_ASSIGNED TASK A_:
Set down everything in the brewing forum thread below from "I opened a bottle" down to "in the bottle?", without changing a word.
_ASSIGNED TASK B_:
According to the brewing forum thread below, what was pitched at bottling?
_ASSIGNED TASK C_:
Write what comes next in the brewing forum thread below, starting after its final reply.

_TEXT PASSAGE_:
The saison (90%Pils/10%wheat) received dregs from Orval, It's Alive, Fantome BBB Dark White, and the cider was hit with campden tablets a few weeks prior to blending. I also pitched about a half vial of whitelabs Brett C at bottling.

I opened a bottle today and it was a full on butter bomb. There was a really strong buttered popcorn jelly bean flavor. On their own, neither the Saison or the sour pear cider showed any traits of diacetyl. I'm not going to say for sure it was pedio which caused the intense diacetyl since I have no means to scientifically determine that. However, if it is, would the Brettanomyces clean it up over time while in the bottle?
 
I'm subscribing to your thread because I don't know. Brett does clean up the diacetyl associated with pedio. I'm curious how this process will happen in a bottle under pressure. What was your TG? Keep us posted on your beer's progress.
 
No worries for bottle bombs at least. I can't wait to hear how it turns out. I think it takes several months for the brett to clean up pedio in a barrel, so that might be a good starting point for you.

_PROVIDED DATA_:
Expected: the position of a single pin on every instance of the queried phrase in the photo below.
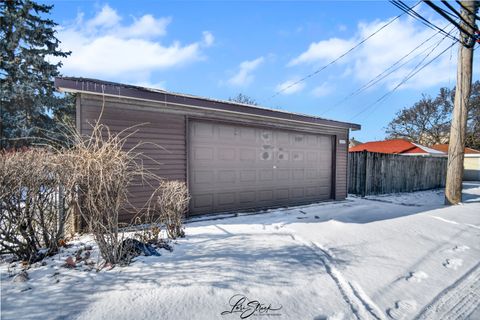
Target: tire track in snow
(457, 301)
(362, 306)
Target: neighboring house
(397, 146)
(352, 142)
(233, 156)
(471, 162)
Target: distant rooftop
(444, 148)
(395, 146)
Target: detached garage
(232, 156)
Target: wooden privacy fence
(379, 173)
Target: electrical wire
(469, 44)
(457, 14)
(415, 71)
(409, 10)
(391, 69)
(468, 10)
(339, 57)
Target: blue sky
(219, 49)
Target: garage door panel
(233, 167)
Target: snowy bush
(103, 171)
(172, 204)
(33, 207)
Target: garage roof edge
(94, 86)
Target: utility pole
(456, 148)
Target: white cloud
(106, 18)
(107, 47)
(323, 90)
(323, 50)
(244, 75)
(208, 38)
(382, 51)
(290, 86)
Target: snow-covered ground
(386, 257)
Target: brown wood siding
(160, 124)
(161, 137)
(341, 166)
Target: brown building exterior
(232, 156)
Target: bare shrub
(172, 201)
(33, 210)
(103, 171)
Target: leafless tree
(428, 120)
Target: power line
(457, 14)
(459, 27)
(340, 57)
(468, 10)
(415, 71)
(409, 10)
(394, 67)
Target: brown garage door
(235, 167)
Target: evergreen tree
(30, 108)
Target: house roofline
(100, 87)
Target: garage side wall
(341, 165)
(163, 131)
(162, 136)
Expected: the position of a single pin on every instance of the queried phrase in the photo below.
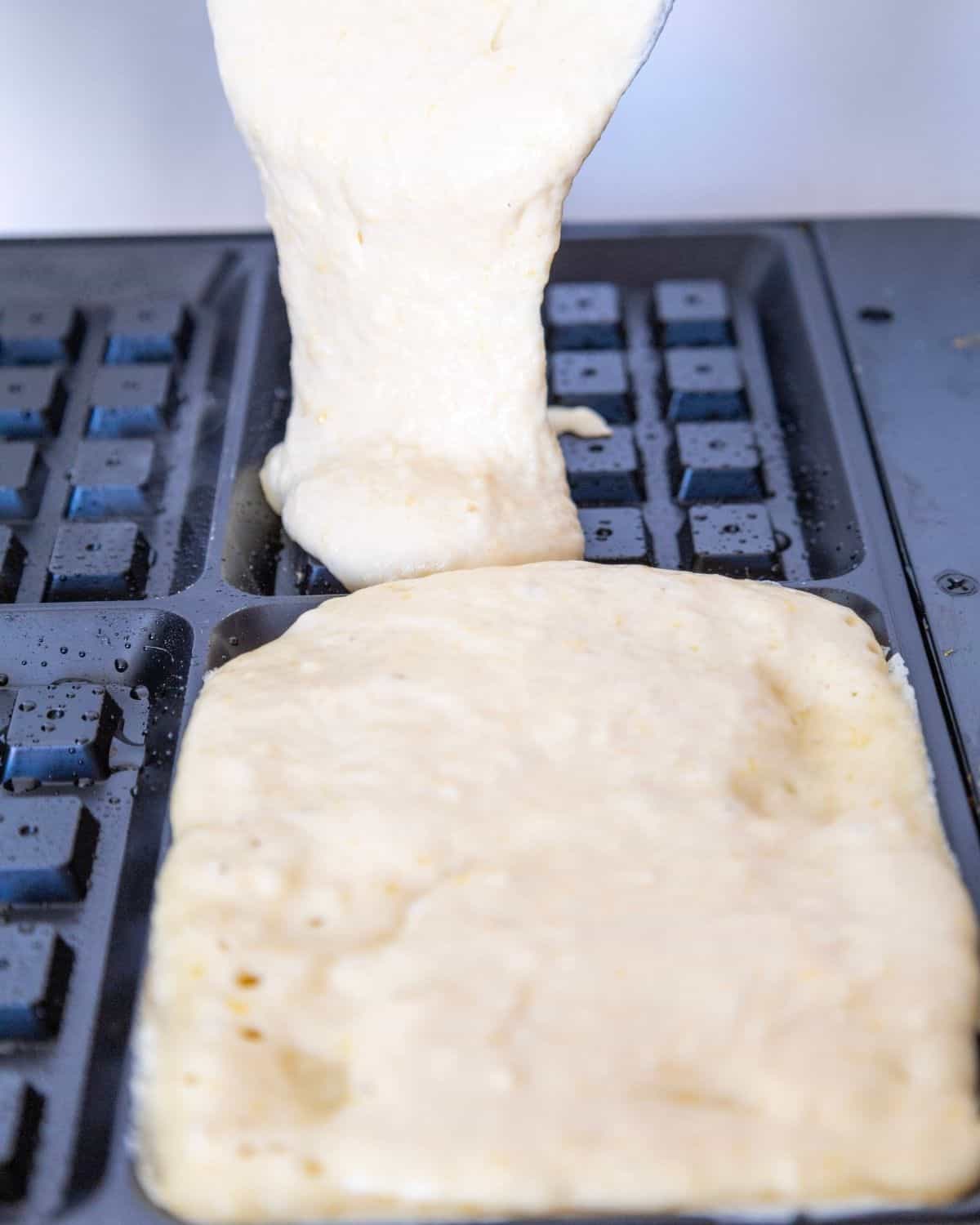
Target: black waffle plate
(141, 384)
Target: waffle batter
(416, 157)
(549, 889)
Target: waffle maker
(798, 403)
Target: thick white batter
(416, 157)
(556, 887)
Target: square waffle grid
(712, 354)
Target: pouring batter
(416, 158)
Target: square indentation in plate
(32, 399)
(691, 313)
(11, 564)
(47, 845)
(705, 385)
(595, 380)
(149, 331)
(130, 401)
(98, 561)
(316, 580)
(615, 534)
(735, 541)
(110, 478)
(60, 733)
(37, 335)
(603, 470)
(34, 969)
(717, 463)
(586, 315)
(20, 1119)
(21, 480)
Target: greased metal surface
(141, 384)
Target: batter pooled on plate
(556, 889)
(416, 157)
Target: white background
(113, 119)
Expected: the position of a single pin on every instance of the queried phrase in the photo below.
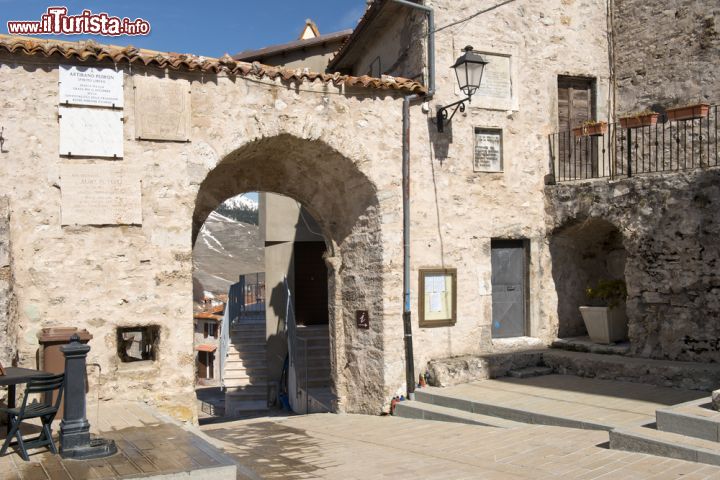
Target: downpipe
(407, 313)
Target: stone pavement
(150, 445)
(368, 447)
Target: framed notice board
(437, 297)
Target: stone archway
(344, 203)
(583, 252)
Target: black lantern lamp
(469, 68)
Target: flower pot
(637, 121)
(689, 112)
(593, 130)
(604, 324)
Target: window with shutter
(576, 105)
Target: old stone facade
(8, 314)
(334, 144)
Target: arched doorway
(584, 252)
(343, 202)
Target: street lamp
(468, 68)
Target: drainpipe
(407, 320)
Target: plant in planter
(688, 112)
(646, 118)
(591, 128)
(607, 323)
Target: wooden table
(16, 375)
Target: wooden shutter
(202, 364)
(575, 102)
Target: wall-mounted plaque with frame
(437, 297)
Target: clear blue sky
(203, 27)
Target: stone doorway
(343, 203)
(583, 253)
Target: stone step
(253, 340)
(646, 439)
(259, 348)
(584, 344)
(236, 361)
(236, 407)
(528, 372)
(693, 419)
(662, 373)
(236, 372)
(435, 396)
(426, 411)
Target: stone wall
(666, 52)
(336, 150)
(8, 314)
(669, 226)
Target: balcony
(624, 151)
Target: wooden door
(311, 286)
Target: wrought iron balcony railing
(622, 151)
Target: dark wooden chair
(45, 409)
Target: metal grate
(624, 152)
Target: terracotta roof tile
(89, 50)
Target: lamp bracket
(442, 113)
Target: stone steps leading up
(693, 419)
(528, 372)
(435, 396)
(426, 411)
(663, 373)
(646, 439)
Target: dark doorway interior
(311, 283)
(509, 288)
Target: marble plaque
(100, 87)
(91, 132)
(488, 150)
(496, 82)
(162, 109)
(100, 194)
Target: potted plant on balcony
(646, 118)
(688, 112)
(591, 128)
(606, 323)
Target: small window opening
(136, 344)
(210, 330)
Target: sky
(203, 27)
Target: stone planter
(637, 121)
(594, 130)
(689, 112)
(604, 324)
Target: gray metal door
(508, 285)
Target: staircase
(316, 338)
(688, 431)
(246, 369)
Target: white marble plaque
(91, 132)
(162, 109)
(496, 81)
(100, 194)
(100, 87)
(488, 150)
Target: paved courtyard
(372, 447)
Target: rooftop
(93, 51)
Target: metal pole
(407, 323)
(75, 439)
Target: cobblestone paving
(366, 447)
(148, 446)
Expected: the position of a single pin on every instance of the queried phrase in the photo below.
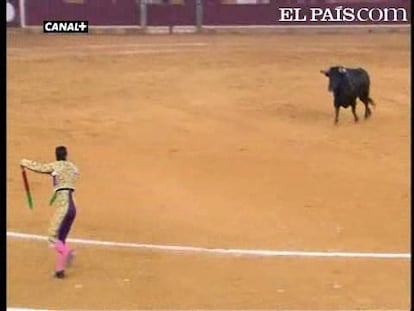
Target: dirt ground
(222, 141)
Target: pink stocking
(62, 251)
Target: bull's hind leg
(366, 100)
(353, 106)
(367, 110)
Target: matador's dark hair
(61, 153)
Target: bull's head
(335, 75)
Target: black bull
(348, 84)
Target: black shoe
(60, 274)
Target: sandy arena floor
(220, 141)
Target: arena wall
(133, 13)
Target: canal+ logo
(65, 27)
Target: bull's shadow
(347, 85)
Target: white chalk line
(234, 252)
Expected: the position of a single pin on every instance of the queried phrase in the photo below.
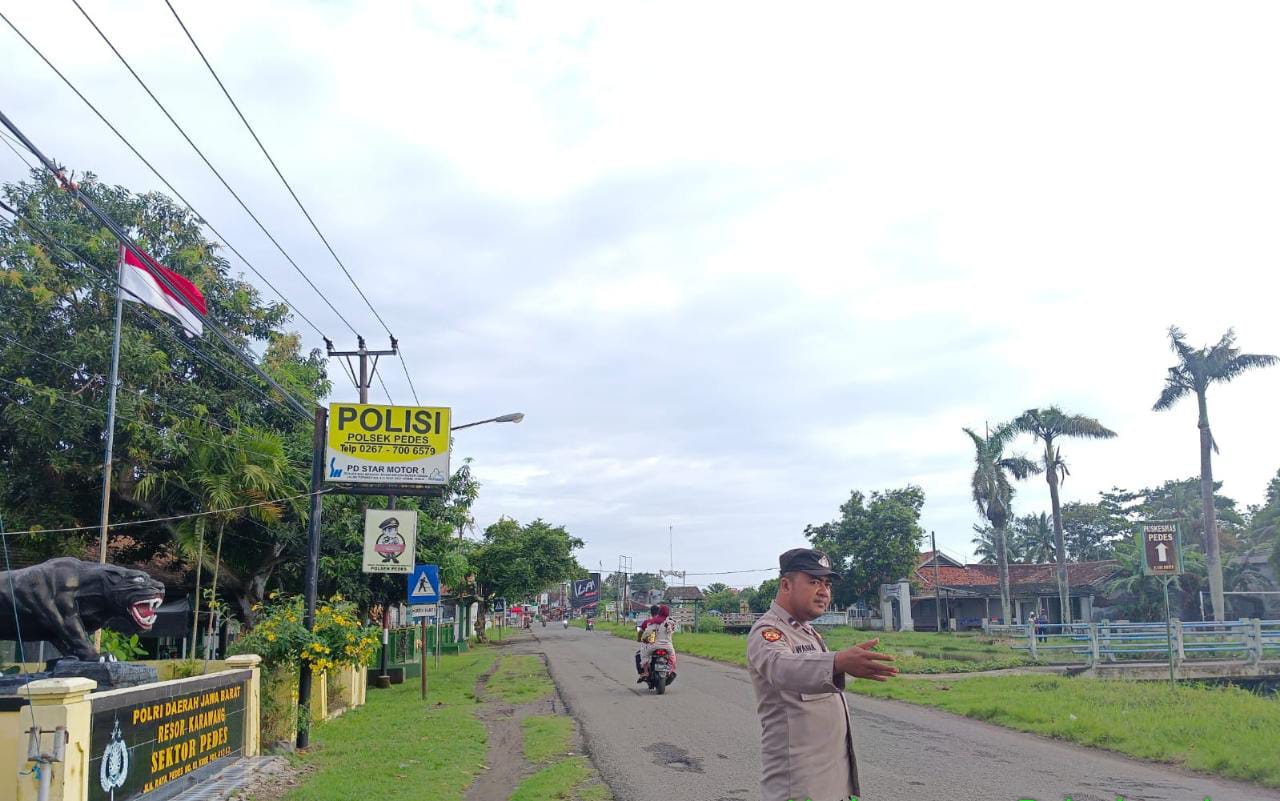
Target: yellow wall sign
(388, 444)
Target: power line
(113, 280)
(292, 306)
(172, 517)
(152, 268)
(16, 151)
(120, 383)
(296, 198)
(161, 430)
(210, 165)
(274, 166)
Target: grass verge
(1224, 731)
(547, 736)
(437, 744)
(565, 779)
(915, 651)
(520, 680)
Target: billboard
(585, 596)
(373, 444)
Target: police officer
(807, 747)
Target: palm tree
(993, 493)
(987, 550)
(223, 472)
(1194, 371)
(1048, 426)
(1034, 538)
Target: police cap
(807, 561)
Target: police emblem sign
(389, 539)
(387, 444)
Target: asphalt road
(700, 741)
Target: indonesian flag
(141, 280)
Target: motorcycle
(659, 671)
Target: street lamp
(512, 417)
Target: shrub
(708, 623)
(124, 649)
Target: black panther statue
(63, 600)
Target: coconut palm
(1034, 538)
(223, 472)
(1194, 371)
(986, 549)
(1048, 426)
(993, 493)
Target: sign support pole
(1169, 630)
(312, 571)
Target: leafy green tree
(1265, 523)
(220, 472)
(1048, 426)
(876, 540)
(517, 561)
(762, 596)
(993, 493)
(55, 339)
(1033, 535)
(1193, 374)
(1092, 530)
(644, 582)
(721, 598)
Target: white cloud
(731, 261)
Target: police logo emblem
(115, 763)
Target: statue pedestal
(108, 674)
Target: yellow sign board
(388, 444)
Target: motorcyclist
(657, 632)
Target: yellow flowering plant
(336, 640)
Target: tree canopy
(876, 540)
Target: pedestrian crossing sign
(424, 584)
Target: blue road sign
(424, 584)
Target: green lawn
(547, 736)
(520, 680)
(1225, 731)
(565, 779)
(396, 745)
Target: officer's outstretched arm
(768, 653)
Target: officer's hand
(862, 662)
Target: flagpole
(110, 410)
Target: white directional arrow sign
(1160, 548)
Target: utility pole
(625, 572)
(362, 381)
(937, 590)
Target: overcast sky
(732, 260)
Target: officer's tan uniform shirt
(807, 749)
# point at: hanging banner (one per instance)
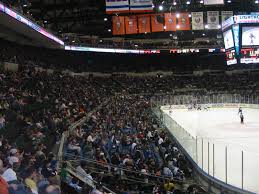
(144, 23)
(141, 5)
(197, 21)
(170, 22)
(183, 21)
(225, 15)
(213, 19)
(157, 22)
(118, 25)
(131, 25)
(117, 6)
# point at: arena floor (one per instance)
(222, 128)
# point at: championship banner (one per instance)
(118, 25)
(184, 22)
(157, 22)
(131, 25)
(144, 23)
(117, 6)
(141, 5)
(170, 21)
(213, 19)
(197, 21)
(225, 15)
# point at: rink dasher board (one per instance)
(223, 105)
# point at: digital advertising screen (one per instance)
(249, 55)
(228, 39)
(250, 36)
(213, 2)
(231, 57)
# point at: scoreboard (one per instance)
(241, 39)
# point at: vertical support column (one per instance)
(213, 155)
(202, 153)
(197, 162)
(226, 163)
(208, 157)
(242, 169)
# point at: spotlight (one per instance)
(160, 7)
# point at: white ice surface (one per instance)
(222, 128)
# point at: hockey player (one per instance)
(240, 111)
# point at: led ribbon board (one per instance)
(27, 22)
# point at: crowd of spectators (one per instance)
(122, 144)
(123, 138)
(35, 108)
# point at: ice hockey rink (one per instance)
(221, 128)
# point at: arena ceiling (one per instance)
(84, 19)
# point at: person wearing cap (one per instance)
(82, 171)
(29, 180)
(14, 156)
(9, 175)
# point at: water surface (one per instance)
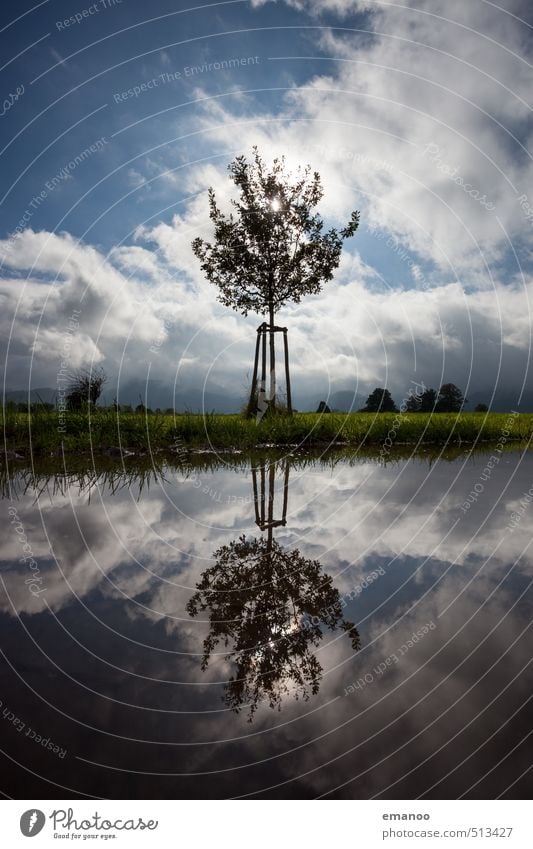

_ANSWER SECTION A_:
I opened a bottle today and it was a full on butter bomb. There was a really strong buttered popcorn jelly bean flavor. On their own, neither the Saison or the sour pear cider showed any traits of diacetyl. I'm not going to say for sure it was pedio which caused the intense diacetyl since I have no means to scientifically determine that. However, if it is, would the Brettanomyces clean it up over time while in the bottle?

_ANSWER SECTION B_:
About a half vial of whitelabs Brett C.

_ANSWER SECTION C_:
The brett should be able to clean up some or most of the diacetyl. I can definitely tell you under bottled conditions brett will clean up significant amounts of diacetyl. I bottled a wild ale prematurely and some diacetyl-producing bacteria (not pedio, there's no sourness) took hold shortly after bottling, followed by brett. I tasted some of the pre-brett bottles which were total butter. After brett did it's thing it removed 95% of the diacetyl. However, the bottles are overcarbed from brett chewing through the residual sugars. I'm not sure if brett can break down diacetyl without fermentation though.
 
Vinnie of Russian River has stated that he always pitches Brett when using Pedio, as Pedio throws a lot of diacetyl, which the brett will eat up.